- **EXERCISE DETAILS**: Restate all of the entries verbatim.

- **PROVIDED DATA**:

:::

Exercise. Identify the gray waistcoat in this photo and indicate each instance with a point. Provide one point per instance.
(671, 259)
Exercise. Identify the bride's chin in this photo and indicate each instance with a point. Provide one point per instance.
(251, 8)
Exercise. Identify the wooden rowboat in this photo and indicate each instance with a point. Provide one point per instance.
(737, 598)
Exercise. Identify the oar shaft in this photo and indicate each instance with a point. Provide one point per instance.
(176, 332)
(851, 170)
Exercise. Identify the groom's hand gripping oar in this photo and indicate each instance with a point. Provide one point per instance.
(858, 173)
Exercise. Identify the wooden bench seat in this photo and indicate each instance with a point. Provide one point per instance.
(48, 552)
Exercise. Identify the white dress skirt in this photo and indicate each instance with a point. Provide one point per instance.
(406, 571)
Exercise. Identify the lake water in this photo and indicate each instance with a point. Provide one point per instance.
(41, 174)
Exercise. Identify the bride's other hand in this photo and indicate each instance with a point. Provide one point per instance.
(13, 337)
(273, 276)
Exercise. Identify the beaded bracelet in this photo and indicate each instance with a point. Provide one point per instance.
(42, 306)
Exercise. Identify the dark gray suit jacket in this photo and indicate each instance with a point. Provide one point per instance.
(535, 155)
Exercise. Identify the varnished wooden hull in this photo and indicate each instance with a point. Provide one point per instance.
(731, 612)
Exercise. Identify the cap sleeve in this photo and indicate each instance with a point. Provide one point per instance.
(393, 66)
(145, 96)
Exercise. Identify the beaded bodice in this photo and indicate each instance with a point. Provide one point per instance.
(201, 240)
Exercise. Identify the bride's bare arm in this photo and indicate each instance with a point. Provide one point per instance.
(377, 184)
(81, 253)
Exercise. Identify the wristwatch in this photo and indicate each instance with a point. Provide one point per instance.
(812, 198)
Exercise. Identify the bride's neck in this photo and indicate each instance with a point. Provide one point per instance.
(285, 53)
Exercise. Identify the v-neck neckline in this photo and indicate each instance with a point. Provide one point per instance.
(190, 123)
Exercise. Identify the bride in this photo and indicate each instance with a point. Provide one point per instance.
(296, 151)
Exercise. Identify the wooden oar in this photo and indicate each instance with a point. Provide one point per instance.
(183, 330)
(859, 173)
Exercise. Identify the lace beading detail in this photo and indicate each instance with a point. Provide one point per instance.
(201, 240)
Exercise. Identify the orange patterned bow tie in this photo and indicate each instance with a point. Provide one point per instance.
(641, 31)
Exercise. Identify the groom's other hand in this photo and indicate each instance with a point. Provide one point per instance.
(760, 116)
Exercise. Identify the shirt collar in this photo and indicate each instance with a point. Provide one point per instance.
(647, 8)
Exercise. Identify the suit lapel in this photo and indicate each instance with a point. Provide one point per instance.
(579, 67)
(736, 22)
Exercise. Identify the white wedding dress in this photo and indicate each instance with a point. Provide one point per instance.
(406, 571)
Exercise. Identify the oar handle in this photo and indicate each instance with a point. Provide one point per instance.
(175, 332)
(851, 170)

:::

- **OUTPUT OF THE TASK**:
Exercise. Identify the gray waistcoat in this photo and indicate each instance with a point. Provide one point per instance.
(671, 259)
Exercise. Identify the bride's chin in this photo and indicate each instance with a point. Provide one point per instance.
(251, 8)
Exercise. Identify the wooden rowboat in this photo and indicate each instance with a point. Provide one point per instance.
(737, 598)
Exercise. Identify the oar shaft in this photo and indicate each instance with a point. Provide one point per instance.
(176, 332)
(851, 170)
Exercise. Identify the groom's hand gripping oar in this photo and indicate each instance with a point. Provide one point per instance.
(858, 173)
Exercise. Identify the wooden bench seat in this photo and indicate each instance with a point. Provide one point per instance.
(48, 552)
Exercise. Identify the white dress skirt in this photo and indicate each instance with a point. Provide one point per instance.
(406, 571)
Exercise. Identify the lake water in this photo and indicate each instance with a point. Provide one point per instance.
(41, 174)
Exercise. Identify the bride's other hand in this photo and indicate each instance with a point. Provide one point per instance.
(13, 337)
(273, 276)
Exercise. Identify the beaded bracelet in this photo and indicate each instance with a point. Provide one point per instance.
(42, 306)
Exercise. Identify the dark gray suit jacket in this photo and indicate each instance with a point. Provide one point per instance.
(535, 155)
Exercise. Identify the varnished wooden hull in this photo and indicate each instance with a point. Provide one point per instance.
(731, 612)
Exercise. Identify the cap sleeve in this photo and indicate each instance with a point. Provide one point per instance.
(393, 66)
(145, 96)
Exercise. Identify the beaded bodice in this photo and indicate each instance with a point. Provide one point per instance.
(201, 240)
Exercise. Identify the bride's bare arm in this photo and indicate each instance with a point. Provide one point per instance.
(377, 184)
(81, 253)
Exercise. Identify the wristwatch in this photo and indicate each instance with a point. Provide one point per instance.
(812, 198)
Exercise. Identify the bride's neck in this photo and indicate each instance with a point. Provide one point per instance.
(285, 53)
Exercise. Identify the v-neck neckline in this photo and indicate each instance with a point. Provide one point per instance.
(190, 123)
Exercise. Identify the bride in this photo and indicate each instance with a point. Provide one point per instance.
(296, 151)
Exercise. Identify the wooden oar in this photo and indicate each instance with a point. Provide one point per instance.
(183, 330)
(859, 173)
Exercise. Identify the lace beading detail in this photo and indicate each instance with a point. Provide one point per instance.
(201, 240)
Exercise. Identify the orange patterned bow tie in this photo and indicate each instance with a point. Provide one point per instance.
(641, 31)
Exercise. Identify the groom's other hand in this photo and indicate each instance with a point. Provide one point per instance.
(760, 116)
Exercise. Identify the shirt collar in this photo and indicate each instance with a point. Provide one point per instance.
(647, 8)
Exercise. Identify the suit lapel in this photo and indicate each instance with a point. Provide one point per instance.
(579, 67)
(736, 22)
Exercise. Identify the white wedding dress in this photo and indicate each instance with a point. Provide one point per instance.
(406, 571)
Exercise. Identify the oar handle in this photo and indicate each instance with a point. Provide one point per instance.
(175, 332)
(851, 170)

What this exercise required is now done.